» **Task goal**
Restate the full set of records exactly, without adding or dropping a word.
* Begin Available records *
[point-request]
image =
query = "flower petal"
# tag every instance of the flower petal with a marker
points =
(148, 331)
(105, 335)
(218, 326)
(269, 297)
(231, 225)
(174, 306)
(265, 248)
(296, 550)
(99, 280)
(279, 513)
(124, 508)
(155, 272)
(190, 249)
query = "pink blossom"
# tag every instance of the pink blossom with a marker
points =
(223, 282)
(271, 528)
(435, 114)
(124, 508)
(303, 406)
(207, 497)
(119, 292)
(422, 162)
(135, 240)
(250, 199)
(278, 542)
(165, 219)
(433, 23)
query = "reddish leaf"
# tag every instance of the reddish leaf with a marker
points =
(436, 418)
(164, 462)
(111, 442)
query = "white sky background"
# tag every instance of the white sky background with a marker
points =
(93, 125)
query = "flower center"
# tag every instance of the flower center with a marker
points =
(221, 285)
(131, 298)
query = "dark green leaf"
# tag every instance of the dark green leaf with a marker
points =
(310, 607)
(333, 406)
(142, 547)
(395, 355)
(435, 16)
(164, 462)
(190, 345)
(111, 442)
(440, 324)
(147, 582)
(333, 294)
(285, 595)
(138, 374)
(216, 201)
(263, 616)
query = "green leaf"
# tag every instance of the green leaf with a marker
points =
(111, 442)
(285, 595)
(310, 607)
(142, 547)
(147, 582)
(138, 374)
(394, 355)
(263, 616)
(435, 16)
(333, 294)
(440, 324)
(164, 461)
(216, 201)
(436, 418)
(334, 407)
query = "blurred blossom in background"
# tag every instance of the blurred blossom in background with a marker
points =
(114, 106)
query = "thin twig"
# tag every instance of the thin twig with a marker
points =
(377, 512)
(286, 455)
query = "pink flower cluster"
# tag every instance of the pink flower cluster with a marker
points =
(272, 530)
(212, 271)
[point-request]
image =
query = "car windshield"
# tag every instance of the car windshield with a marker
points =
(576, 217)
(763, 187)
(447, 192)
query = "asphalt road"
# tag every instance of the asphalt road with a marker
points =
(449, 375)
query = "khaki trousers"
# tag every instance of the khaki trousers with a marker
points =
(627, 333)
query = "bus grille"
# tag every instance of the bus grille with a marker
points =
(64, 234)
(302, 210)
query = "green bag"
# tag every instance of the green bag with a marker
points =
* End Available records *
» **Exercise result**
[point-request]
image =
query = "flower petal"
# tag every instance of the flower petal with a marker
points =
(148, 331)
(105, 335)
(218, 326)
(269, 297)
(231, 225)
(174, 306)
(265, 248)
(296, 550)
(99, 280)
(279, 513)
(124, 508)
(155, 272)
(190, 249)
query = "pink blossom"
# tag every instance of the pink blossom with a marker
points =
(223, 282)
(271, 528)
(435, 114)
(124, 508)
(303, 406)
(207, 497)
(119, 292)
(422, 162)
(135, 240)
(250, 199)
(278, 542)
(165, 219)
(433, 23)
query = "reddish leaf"
# tag every instance of the reddish leaf with a marker
points =
(436, 418)
(164, 462)
(111, 442)
query = "white sky background"
# tag every instance of the white sky background with a marker
points =
(93, 125)
query = "flower center"
# tag every instance of the flower center with a marker
points =
(221, 285)
(131, 298)
query = "dark green leaf"
# tag every instance of the dark green leaf with a marker
points =
(310, 607)
(333, 406)
(142, 547)
(395, 355)
(435, 16)
(164, 462)
(190, 345)
(111, 442)
(440, 324)
(147, 582)
(333, 294)
(285, 595)
(138, 374)
(216, 201)
(263, 616)
query = "green leaf"
# tag every instance of the green leaf with a marker
points =
(111, 442)
(285, 595)
(310, 607)
(142, 547)
(147, 582)
(138, 374)
(394, 355)
(263, 616)
(435, 16)
(333, 294)
(440, 324)
(164, 461)
(216, 201)
(436, 418)
(334, 407)
query = "blurred blossom in background"
# tag every instance of the blurred blossom in background with a marker
points =
(114, 106)
query = "thin twig"
# tag every instance of the thin twig with a marker
points =
(377, 512)
(286, 455)
query = "pink flower cluster"
# tag every instance of the pink flower cluster with a marker
points =
(272, 530)
(212, 271)
[point-request]
image =
query = "car windshield"
# tag every instance of the car windshield with a marker
points =
(576, 217)
(763, 187)
(447, 192)
query = "asphalt road"
# tag every instance of the asphalt road with a marker
points =
(449, 375)
query = "khaki trousers"
# tag every instance of the khaki trousers with a marker
points =
(627, 333)
query = "bus grille"
# tag every instance of the bus grille with a marker
points =
(64, 234)
(302, 210)
query = "green bag"
# tag every instance of the green bag with a marker
points =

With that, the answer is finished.